# ПИСЬМЕННОЕ ЗАДАНИЕ
Пожалуйста, измените данные от начала до строки с «positive clicks: (70, 198)» включительно: замените «rough mask» на «coarse mask», остальное оставьте без изменений. Приведите эти строки целиком.

# ИМЕЮЩИЕСЯ ДАННЫЕ
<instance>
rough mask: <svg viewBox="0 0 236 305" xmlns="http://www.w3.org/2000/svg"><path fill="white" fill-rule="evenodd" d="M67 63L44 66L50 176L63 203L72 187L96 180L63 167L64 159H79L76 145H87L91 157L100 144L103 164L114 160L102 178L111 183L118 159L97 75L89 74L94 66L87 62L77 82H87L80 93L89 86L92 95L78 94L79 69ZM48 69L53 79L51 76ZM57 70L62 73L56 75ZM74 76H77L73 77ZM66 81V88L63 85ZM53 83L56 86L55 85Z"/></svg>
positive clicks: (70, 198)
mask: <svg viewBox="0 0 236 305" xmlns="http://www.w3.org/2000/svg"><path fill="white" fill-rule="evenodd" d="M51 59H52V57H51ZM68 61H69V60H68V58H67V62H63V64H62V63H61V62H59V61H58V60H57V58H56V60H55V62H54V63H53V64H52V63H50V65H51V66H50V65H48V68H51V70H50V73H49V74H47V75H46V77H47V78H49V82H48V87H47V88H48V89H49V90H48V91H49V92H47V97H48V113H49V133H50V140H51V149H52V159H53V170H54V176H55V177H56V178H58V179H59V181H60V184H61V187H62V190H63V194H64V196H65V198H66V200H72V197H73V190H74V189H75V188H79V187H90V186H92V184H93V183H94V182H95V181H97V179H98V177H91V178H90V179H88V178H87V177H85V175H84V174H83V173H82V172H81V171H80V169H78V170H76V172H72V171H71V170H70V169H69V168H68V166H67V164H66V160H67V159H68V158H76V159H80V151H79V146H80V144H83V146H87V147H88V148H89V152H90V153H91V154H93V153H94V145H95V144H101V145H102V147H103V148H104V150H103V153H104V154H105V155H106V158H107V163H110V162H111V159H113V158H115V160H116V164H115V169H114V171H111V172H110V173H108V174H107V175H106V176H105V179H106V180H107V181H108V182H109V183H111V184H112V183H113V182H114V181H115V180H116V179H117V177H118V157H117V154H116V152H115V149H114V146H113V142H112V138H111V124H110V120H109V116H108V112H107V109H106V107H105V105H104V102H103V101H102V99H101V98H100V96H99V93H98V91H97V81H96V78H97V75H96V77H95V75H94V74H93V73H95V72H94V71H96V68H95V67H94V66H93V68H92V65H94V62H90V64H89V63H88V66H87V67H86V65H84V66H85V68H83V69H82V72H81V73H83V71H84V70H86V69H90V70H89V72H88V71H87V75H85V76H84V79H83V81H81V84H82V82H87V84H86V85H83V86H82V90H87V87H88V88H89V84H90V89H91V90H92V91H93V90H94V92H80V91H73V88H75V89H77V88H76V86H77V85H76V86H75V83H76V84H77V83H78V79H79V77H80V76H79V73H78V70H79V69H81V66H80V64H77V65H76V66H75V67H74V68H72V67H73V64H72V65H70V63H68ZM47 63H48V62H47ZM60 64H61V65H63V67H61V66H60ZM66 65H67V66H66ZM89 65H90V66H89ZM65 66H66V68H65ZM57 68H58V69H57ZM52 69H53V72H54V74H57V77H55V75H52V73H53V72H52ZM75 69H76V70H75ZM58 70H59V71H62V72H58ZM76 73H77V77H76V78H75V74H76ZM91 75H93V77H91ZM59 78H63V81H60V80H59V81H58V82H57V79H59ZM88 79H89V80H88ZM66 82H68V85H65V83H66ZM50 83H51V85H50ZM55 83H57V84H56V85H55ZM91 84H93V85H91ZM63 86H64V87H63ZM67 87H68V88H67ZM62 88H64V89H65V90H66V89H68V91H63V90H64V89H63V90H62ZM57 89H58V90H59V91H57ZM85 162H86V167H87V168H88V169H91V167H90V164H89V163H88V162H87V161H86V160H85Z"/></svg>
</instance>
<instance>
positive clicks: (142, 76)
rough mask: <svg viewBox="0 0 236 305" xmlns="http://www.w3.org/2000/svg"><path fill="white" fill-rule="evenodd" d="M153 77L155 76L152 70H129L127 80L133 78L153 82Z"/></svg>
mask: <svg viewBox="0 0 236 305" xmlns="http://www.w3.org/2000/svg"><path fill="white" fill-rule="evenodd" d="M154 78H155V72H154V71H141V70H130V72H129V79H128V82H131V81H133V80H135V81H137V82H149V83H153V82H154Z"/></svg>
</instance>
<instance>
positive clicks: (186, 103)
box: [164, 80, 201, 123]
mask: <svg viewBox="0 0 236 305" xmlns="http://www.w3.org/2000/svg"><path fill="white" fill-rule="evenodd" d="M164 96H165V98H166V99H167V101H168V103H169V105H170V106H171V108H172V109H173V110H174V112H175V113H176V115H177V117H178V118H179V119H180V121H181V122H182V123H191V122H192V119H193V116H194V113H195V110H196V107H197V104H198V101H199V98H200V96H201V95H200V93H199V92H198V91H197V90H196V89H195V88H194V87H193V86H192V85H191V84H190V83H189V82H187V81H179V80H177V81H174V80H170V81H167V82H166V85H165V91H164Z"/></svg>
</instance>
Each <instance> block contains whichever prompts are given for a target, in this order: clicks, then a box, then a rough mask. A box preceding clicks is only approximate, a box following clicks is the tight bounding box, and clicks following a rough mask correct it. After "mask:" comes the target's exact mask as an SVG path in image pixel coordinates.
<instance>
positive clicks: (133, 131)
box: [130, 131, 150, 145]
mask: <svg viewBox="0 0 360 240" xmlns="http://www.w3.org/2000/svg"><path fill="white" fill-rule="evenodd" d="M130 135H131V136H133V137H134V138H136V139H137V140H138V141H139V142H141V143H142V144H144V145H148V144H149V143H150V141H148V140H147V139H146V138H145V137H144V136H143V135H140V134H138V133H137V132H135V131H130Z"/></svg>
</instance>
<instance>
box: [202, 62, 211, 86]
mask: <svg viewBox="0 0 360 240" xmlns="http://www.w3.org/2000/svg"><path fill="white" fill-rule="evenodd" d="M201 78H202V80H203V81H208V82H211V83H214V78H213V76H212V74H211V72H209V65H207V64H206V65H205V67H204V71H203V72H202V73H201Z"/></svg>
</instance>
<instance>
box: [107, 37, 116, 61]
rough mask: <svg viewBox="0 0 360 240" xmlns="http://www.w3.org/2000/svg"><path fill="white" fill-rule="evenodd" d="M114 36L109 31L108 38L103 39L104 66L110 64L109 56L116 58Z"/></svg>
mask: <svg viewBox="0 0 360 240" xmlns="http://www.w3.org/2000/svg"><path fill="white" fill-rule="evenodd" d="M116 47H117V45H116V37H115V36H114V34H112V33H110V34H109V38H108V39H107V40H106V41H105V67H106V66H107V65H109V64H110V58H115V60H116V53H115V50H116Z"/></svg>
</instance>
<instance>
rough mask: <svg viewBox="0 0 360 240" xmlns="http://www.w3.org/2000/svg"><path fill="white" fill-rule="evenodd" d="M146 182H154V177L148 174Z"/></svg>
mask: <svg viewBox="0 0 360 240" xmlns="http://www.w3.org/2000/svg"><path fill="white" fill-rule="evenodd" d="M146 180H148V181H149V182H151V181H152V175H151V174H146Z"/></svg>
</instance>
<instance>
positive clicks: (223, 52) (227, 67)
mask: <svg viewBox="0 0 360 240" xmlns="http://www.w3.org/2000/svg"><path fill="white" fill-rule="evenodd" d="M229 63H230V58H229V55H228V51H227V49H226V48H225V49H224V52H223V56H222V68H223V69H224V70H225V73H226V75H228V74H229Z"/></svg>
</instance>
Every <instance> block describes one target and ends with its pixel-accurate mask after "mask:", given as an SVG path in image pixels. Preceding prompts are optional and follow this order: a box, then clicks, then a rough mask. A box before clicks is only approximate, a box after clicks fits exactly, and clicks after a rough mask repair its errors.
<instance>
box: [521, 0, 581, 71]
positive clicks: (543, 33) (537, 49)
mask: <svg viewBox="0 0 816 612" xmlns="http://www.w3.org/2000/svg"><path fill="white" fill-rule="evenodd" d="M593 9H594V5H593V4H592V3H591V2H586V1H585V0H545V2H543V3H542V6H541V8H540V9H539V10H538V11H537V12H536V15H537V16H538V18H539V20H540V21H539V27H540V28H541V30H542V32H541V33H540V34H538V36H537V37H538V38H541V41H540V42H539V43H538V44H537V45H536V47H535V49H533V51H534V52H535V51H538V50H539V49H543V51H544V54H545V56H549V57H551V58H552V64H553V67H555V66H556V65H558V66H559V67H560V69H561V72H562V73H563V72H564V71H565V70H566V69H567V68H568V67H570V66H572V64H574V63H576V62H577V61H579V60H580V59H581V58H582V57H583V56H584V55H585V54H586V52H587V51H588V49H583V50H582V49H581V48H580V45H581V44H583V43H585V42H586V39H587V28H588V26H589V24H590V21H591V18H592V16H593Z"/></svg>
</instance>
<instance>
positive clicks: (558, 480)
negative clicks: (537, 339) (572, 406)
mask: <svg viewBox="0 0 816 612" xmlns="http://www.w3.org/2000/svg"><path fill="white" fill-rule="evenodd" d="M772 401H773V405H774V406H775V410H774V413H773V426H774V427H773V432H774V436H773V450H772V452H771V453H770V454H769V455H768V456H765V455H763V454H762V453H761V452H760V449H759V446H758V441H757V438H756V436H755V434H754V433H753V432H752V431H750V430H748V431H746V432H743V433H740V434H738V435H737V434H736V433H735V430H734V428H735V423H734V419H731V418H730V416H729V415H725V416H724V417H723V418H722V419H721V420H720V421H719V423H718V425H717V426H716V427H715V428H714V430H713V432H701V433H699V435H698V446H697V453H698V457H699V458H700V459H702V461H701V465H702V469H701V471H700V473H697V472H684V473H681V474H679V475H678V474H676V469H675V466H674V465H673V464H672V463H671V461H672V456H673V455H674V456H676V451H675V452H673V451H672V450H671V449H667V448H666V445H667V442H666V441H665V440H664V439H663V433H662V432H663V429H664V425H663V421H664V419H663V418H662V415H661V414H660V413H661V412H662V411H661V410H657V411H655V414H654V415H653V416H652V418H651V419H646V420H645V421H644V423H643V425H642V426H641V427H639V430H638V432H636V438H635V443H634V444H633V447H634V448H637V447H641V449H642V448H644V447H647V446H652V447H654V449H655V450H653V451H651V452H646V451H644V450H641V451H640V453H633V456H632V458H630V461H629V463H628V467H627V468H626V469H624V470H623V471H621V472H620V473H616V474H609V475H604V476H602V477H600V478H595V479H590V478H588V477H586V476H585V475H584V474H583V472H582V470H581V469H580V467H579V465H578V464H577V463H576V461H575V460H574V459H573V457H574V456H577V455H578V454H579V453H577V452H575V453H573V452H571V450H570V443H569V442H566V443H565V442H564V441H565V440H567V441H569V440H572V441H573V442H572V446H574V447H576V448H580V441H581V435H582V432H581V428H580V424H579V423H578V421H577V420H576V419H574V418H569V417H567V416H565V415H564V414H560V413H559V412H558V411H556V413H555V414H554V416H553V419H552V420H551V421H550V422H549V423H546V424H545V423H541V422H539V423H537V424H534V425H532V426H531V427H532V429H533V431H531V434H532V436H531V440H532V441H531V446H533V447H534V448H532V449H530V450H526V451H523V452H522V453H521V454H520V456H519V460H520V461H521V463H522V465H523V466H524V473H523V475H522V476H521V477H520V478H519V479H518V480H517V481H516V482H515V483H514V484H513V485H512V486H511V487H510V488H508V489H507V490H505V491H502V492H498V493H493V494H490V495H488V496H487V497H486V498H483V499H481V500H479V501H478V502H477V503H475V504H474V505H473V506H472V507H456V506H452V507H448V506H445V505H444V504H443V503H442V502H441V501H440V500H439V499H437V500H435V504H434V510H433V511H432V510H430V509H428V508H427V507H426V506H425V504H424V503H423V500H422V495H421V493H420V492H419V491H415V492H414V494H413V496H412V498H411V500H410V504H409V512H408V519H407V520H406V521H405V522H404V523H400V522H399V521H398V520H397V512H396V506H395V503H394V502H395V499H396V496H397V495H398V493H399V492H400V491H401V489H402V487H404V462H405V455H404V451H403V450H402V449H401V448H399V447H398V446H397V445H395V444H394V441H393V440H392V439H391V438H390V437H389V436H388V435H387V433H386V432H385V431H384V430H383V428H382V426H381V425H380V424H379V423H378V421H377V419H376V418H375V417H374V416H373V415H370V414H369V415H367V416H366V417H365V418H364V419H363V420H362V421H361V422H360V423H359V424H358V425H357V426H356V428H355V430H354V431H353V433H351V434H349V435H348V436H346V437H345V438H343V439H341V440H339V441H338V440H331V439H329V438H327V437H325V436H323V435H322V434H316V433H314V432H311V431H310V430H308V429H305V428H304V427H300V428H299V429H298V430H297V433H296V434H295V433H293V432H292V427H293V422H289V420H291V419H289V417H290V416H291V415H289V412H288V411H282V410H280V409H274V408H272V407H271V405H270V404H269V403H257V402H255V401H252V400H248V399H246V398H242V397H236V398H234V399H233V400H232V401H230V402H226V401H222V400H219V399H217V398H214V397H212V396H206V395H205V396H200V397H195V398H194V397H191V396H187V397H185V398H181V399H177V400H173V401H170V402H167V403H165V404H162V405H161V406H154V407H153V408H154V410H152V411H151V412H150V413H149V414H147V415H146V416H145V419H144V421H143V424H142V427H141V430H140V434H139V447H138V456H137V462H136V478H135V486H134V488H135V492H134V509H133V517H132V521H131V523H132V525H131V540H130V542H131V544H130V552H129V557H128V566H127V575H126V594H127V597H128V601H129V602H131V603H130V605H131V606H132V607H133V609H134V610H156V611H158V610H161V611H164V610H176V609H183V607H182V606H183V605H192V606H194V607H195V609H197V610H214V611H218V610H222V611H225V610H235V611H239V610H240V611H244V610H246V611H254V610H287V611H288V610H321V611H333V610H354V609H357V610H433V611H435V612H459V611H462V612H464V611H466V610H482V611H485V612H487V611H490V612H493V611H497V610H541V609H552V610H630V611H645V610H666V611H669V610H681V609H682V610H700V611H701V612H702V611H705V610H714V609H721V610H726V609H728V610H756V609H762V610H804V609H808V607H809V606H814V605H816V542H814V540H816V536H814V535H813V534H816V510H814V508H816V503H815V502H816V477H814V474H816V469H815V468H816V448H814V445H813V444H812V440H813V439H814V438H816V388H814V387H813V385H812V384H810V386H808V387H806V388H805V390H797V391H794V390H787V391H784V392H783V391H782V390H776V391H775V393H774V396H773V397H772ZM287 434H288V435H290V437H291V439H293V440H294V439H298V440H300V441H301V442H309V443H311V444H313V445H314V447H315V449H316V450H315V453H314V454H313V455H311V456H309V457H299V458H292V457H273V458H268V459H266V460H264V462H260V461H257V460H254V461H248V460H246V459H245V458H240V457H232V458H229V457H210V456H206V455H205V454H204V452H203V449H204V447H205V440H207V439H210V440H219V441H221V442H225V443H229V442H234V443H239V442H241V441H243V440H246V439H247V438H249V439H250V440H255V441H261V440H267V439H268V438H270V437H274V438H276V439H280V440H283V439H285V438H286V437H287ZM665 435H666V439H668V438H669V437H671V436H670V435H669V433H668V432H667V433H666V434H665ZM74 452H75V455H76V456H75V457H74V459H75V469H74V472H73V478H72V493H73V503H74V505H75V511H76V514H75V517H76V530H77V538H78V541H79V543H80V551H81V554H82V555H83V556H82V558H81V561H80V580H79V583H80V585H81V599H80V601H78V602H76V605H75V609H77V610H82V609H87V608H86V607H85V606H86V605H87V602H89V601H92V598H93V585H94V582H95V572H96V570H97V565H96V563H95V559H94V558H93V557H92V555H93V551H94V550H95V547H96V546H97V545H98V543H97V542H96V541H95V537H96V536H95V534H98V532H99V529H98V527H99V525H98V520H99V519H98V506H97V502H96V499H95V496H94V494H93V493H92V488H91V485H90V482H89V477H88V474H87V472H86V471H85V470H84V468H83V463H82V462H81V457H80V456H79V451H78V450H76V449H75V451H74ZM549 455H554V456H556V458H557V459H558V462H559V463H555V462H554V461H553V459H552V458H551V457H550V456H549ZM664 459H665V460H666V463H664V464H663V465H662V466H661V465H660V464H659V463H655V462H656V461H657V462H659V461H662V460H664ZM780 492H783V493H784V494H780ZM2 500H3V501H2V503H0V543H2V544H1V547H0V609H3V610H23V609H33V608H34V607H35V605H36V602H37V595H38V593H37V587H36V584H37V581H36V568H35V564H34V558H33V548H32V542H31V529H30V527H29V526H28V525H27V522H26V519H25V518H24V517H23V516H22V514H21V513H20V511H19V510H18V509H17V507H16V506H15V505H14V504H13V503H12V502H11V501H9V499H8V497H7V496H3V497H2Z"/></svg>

# ОТВЕТ К УПРАЖНЕНИЮ
<instance>
coarse mask: <svg viewBox="0 0 236 305" xmlns="http://www.w3.org/2000/svg"><path fill="white" fill-rule="evenodd" d="M67 63L44 66L50 176L63 203L72 187L96 180L63 167L64 159H79L76 145H87L91 157L100 144L103 164L114 160L102 178L111 183L118 159L97 75L89 74L94 66L87 62L77 82H87L80 93L89 86L92 95L78 94L79 69ZM48 69L53 79L51 76ZM57 70L62 73L56 75ZM74 76H77L73 77ZM66 81V88L63 85ZM53 83L56 86L55 85Z"/></svg>
positive clicks: (70, 198)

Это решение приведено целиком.